| What this task involves |
Copy each line of the data exactly. Leave nothing out.

| Source data |
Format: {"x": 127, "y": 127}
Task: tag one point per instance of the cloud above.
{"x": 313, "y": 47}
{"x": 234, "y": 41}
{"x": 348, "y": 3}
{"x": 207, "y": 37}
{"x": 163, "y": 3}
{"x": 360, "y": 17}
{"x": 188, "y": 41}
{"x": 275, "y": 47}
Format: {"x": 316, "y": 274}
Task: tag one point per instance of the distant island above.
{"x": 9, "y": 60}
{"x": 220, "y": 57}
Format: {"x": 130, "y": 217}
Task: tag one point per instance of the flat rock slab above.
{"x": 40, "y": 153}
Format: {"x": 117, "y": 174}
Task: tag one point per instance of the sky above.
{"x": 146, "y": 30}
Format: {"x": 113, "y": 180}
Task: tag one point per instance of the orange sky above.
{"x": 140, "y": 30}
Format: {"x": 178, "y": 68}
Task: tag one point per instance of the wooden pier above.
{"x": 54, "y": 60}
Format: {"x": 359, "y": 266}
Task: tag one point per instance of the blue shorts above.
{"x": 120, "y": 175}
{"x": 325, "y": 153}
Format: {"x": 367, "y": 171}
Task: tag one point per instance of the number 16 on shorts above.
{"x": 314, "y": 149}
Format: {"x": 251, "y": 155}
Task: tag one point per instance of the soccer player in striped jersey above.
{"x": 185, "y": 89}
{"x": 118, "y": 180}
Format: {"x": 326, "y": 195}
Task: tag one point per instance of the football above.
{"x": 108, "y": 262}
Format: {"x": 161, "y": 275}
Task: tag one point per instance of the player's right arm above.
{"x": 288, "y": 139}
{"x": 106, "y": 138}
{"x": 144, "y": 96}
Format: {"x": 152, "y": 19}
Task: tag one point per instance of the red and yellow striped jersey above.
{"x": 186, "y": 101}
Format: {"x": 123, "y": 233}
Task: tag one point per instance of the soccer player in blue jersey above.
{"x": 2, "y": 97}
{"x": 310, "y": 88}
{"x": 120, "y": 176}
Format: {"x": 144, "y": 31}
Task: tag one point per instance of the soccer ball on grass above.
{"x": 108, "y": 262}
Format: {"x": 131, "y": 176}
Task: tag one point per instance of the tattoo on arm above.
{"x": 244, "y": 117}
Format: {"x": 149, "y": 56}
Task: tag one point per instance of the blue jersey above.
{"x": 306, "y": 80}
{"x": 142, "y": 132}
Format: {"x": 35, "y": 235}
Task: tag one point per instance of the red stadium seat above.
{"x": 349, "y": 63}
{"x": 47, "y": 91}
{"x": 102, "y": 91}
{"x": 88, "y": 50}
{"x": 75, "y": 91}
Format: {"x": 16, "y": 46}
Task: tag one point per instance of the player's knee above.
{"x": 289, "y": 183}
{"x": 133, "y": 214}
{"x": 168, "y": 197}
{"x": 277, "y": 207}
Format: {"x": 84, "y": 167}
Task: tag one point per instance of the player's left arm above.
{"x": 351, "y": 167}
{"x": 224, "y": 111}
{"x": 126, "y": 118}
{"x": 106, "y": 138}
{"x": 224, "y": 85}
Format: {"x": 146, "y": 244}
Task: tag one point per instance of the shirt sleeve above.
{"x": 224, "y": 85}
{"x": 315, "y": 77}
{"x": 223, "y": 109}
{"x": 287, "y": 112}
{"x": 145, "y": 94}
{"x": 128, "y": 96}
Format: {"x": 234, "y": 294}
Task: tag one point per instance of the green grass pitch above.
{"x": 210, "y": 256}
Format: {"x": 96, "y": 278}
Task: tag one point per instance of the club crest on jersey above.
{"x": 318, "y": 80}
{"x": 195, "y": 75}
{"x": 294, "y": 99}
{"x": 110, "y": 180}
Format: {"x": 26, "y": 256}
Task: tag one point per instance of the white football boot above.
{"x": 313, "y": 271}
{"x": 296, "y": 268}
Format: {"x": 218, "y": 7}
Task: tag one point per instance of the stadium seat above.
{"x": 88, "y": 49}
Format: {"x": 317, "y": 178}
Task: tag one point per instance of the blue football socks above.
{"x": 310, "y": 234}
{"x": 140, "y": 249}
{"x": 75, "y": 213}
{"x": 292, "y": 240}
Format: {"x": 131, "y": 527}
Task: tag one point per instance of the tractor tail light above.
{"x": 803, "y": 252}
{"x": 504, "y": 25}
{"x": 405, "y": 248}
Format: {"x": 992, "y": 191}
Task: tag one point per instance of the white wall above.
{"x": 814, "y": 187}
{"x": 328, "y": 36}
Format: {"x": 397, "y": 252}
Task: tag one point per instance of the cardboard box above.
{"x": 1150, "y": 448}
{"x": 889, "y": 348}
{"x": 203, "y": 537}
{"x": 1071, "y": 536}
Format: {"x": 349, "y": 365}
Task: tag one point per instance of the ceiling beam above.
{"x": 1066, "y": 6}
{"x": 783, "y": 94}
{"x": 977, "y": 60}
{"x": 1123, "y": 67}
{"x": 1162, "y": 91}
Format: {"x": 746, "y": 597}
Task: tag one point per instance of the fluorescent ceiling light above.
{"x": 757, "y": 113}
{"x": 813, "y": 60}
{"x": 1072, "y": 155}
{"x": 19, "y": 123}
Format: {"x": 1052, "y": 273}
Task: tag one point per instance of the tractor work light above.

| Reply to the task |
Format: {"x": 127, "y": 127}
Task: tag one point per instance of the cloud above.
{"x": 313, "y": 47}
{"x": 234, "y": 41}
{"x": 348, "y": 3}
{"x": 207, "y": 37}
{"x": 163, "y": 3}
{"x": 360, "y": 17}
{"x": 188, "y": 41}
{"x": 275, "y": 47}
Format: {"x": 316, "y": 274}
Task: tag one point per instance of the distant island above.
{"x": 9, "y": 60}
{"x": 220, "y": 57}
Format: {"x": 130, "y": 217}
Task: tag one point per instance of the flat rock slab above.
{"x": 40, "y": 153}
Format: {"x": 117, "y": 174}
Task: tag one point per instance of the sky above.
{"x": 146, "y": 30}
Format: {"x": 113, "y": 180}
Task: tag one point per instance of the orange sky above.
{"x": 140, "y": 30}
Format: {"x": 178, "y": 68}
Task: tag one point per instance of the wooden pier above.
{"x": 54, "y": 60}
Format: {"x": 359, "y": 266}
Task: tag one point per instance of the blue shorts above.
{"x": 120, "y": 175}
{"x": 325, "y": 153}
Format: {"x": 367, "y": 171}
Task: tag one point per instance of the number 16 on shorts above.
{"x": 314, "y": 149}
Format: {"x": 251, "y": 155}
Task: tag one point per instance of the soccer player in striped jersey above.
{"x": 185, "y": 89}
{"x": 118, "y": 180}
Format: {"x": 326, "y": 195}
Task: tag one point per instance of the football above.
{"x": 108, "y": 262}
Format: {"x": 161, "y": 275}
Task: tag one point per instance of the player's right arm above.
{"x": 288, "y": 139}
{"x": 106, "y": 138}
{"x": 144, "y": 96}
Format: {"x": 152, "y": 19}
Task: tag one point per instance of the red and yellow striped jersey above.
{"x": 186, "y": 101}
Format: {"x": 123, "y": 233}
Task: tag one point per instance of the soccer player in blue jersey above.
{"x": 2, "y": 97}
{"x": 310, "y": 88}
{"x": 120, "y": 176}
Format: {"x": 144, "y": 31}
Task: tag one point per instance of the soccer ball on grass above.
{"x": 108, "y": 262}
Format: {"x": 131, "y": 176}
Task: tag one point per instance of the tattoo on arm above.
{"x": 244, "y": 117}
Format: {"x": 149, "y": 56}
Task: tag one point per instance of the blue jersey above.
{"x": 306, "y": 80}
{"x": 142, "y": 132}
Format: {"x": 35, "y": 235}
Task: tag one point per instance of the red stadium seat above.
{"x": 349, "y": 63}
{"x": 47, "y": 91}
{"x": 102, "y": 91}
{"x": 88, "y": 50}
{"x": 75, "y": 91}
Format: {"x": 16, "y": 46}
Task: tag one point per instance of the player's knee above.
{"x": 289, "y": 183}
{"x": 133, "y": 214}
{"x": 168, "y": 197}
{"x": 277, "y": 207}
Format: {"x": 84, "y": 167}
Task: tag one point per instance of the player's left arm above.
{"x": 351, "y": 167}
{"x": 224, "y": 111}
{"x": 126, "y": 118}
{"x": 106, "y": 138}
{"x": 224, "y": 85}
Format: {"x": 146, "y": 244}
Task: tag one point per instance of the shirt sleeve above.
{"x": 224, "y": 85}
{"x": 315, "y": 77}
{"x": 223, "y": 109}
{"x": 287, "y": 112}
{"x": 145, "y": 94}
{"x": 128, "y": 96}
Format: {"x": 234, "y": 294}
Task: tag one point per instance of the green grass pitch above.
{"x": 210, "y": 256}
Format: {"x": 96, "y": 278}
Task: tag one point per instance of the club crest on jersey above.
{"x": 318, "y": 80}
{"x": 195, "y": 75}
{"x": 294, "y": 99}
{"x": 110, "y": 180}
Format: {"x": 26, "y": 256}
Task: tag one point per instance of the white football boot above.
{"x": 313, "y": 271}
{"x": 296, "y": 268}
Format: {"x": 218, "y": 7}
Task: tag one point per instance of the stadium seat above.
{"x": 88, "y": 49}
Format: {"x": 317, "y": 178}
Task: tag one point per instance of the blue football socks above.
{"x": 310, "y": 234}
{"x": 140, "y": 249}
{"x": 75, "y": 213}
{"x": 292, "y": 240}
Format: {"x": 131, "y": 527}
Task: tag one point per instance of the tractor tail light above.
{"x": 803, "y": 252}
{"x": 504, "y": 25}
{"x": 405, "y": 248}
Format: {"x": 992, "y": 191}
Task: tag one point per instance of the white wall above.
{"x": 814, "y": 187}
{"x": 328, "y": 36}
Format: {"x": 397, "y": 252}
Task: tag one point per instance of the cardboard box above.
{"x": 1150, "y": 448}
{"x": 889, "y": 348}
{"x": 203, "y": 537}
{"x": 1071, "y": 536}
Format: {"x": 349, "y": 365}
Task: tag one point per instance of the ceiling beam above.
{"x": 1066, "y": 6}
{"x": 783, "y": 94}
{"x": 977, "y": 60}
{"x": 1123, "y": 67}
{"x": 1162, "y": 91}
Format: {"x": 746, "y": 597}
Task: tag one point per instance of the fluorescent ceiling light above.
{"x": 757, "y": 113}
{"x": 813, "y": 60}
{"x": 1072, "y": 155}
{"x": 19, "y": 123}
Format: {"x": 1052, "y": 273}
Task: tag one point per instance of the tractor work light above.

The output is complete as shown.